TEXTAUSZUG:
========================

Alles in allem lässt sich das Konzert mit einem einzigen Wort beschreiben: eindrücklich. Für mich als EINSTÜRZENDE NEUBAUTEN-Neuling war es eine unheimliche Erfahrung, die Klangkompositionen und alternativen Konstrukte der Band live zu erleben, mal davon abgesehen, dass die Band ohne Vorband auskam und letztendlich das ganze Publikum keine einzige Sekunde aus der Hand gab. Na ja, nicht das ganze. Einige Spezialisten unter dem Volk sorgten immer wieder für unangenehme Unterbrechungen, was dazu führte, dass Bargeld sich über eine Frau aufregte, welche direkt neben der Bühne laut telefonierte und von einem Kaugummi beworfen wurde. Die Tribünenplätze bekamen oft wenig vom Konzert mit, da sich gewisse Persönlichkeiten in lauter Dämlichkeit profilierten. Führte nicht nur auf der Bühne zu Unmut, doch konnte den Glanz des Konzerts nicht schmälern. Fantastische neunzig Minuten Ausnahmeprogramm!

========================

EINGABEDATEN:

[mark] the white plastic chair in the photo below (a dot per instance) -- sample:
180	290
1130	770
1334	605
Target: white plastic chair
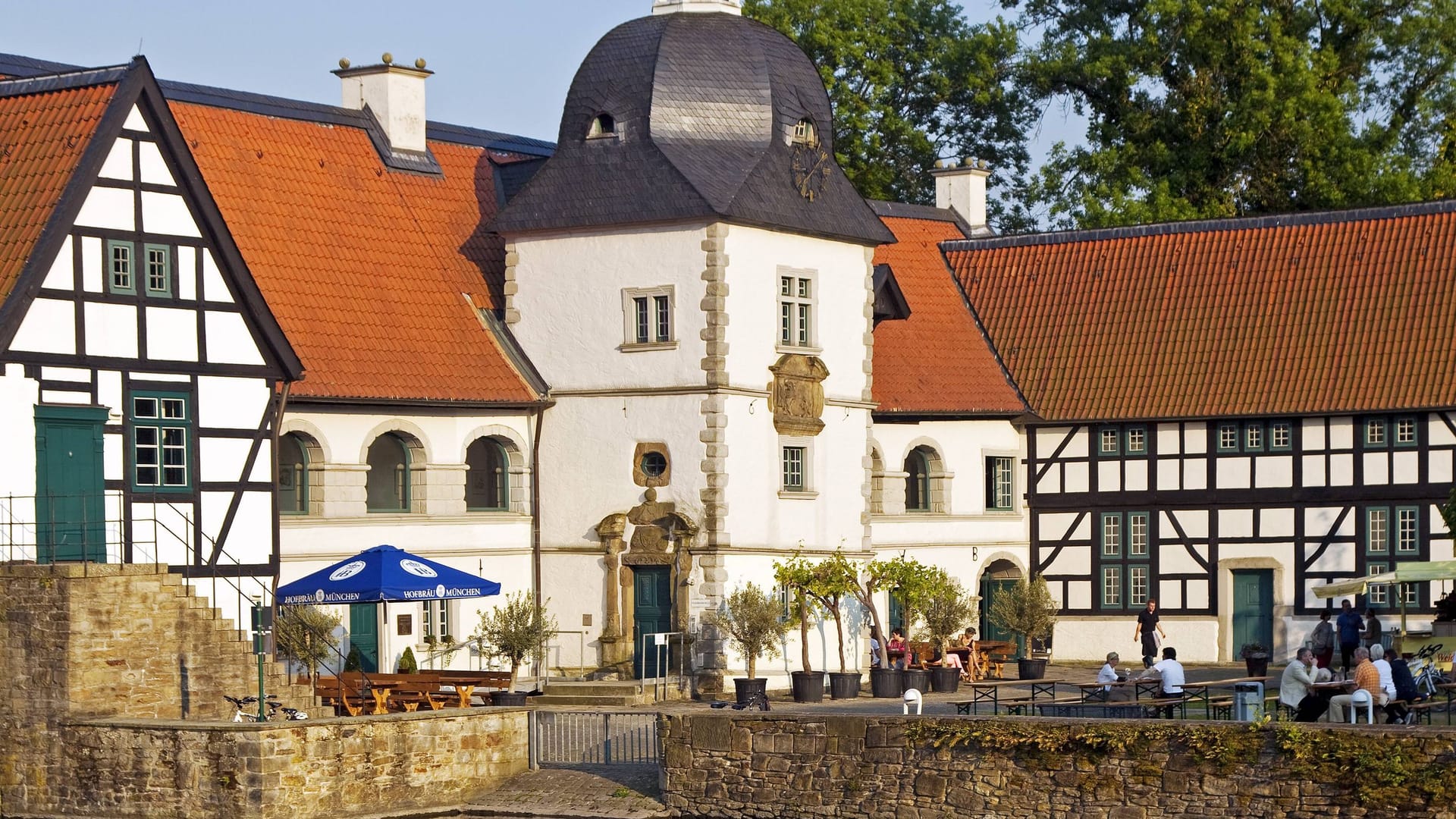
912	695
1359	698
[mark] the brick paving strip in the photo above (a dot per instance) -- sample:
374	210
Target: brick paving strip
596	792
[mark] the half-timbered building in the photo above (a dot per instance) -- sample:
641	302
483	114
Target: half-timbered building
1226	414
143	371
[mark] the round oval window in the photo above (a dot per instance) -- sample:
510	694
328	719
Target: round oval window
654	464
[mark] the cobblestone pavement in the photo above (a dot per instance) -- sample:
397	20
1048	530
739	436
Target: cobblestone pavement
598	792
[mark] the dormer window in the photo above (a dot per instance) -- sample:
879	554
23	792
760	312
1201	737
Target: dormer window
603	126
804	133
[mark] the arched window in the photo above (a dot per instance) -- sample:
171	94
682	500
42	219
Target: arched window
918	482
293	475
601	126
388	483
488	475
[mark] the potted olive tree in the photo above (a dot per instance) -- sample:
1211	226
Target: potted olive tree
1028	611
753	621
894	575
516	630
797	576
946	611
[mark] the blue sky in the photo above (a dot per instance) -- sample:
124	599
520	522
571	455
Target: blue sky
501	64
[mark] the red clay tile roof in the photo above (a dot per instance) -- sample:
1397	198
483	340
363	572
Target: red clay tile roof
935	362
1331	312
367	270
42	137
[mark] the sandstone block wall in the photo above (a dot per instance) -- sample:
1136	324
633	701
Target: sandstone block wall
912	768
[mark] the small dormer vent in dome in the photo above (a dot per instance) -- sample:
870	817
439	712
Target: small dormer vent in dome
601	126
673	6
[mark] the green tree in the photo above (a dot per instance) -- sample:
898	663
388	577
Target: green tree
517	630
306	635
912	82
1215	108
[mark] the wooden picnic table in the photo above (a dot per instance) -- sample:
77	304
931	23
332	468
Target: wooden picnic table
989	691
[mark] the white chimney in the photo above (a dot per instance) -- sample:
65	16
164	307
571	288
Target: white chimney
394	93
963	188
673	6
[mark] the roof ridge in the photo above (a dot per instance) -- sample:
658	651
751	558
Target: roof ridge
1207	226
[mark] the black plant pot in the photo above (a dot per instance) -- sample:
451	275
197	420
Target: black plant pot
509	698
808	687
887	682
745	689
843	686
1257	665
946	679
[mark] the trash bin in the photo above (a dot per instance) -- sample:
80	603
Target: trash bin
1248	701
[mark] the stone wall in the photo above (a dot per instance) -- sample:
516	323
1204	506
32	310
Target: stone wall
910	768
327	768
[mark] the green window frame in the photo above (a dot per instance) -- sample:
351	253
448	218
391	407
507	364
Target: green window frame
1375	433
1282	436
158	270
999	484
1253	438
1136	441
121	267
161	442
1407	431
1228	438
794	468
1405	537
1111	531
1378	531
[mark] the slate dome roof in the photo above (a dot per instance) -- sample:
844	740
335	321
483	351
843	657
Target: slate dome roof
704	110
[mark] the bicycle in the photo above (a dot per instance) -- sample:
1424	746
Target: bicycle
246	710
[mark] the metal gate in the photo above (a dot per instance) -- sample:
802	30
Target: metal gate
593	738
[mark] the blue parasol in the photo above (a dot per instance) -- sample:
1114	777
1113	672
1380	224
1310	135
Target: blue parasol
384	573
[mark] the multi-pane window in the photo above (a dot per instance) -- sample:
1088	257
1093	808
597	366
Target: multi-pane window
121	267
648	315
159	270
159	442
1407	539
1253	438
1405	431
794	465
795	311
1375	431
999	483
1125	548
1280	435
1228	438
1378	531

========================

AUFGABENLISTE:
1. Gib den Abschnitt aus der Konzertkritik wortgetreu wieder, beginnend bei den Worten „Alles in allem“ und endend nach den Worten „neunzig Minuten Ausnahmeprogramm!“.
2. Wandle die Zeilen der Datensätze ab der Zeile mit „[mark] the bicycle“ bis zum Ende der Datensätze in eine nummerierte Liste um und lass dabei Leerzeilen weg.

DIE ANTWORTEN:
1.
Alles in allem lässt sich das Konzert mit einem einzigen Wort beschreiben: eindrücklich. Für mich als EINSTÜRZENDE NEUBAUTEN-Neuling war es eine unheimliche Erfahrung, die Klangkompositionen und alternativen Konstrukte der Band live zu erleben, mal davon abgesehen, dass die Band ohne Vorband auskam und letztendlich das ganze Publikum keine einzige Sekunde aus der Hand gab. Na ja, nicht das ganze. Einige Spezialisten unter dem Volk sorgten immer wieder für unangenehme Unterbrechungen, was dazu führte, dass Bargeld sich über eine Frau aufregte, welche direkt neben der Bühne laut telefonierte und von einem Kaugummi beworfen wurde. Die Tribünenplätze bekamen oft wenig vom Konzert mit, da sich gewisse Persönlichkeiten in lauter Dämlichkeit profilierten. Führte nicht nur auf der Bühne zu Unmut, doch konnte den Glanz des Konzerts nicht schmälern. Fantastische neunzig Minuten Ausnahmeprogramm!

2.
1. [mark] the bicycle in the photo above (a dot per instance) -- sample:
2. 1424	746
3. Target: bicycle
4. 246	710
5. [mark] the metal gate in the photo above (a dot per instance) -- sample:
6. 802	30
7. Target: metal gate
8. 593	738
9. [mark] the blue parasol in the photo above (a dot per instance) -- sample:
10. 1114	777
11. 1113	672
12. 1380	224
13. 1310	135
14. Target: blue parasol
15. 384	573
16. [mark] the multi-pane window in the photo above (a dot per instance) -- sample:
17. 1088	257
18. 1093	808
19. 597	366
20. Target: multi-pane window
21. 121	267
22. 648	315
23. 159	270
24. 159	442
25. 1407	539
26. 1253	438
27. 1405	431
28. 794	465
29. 795	311
30. 1375	431
31. 999	483
32. 1125	548
33. 1280	435
34. 1228	438
35. 1378	531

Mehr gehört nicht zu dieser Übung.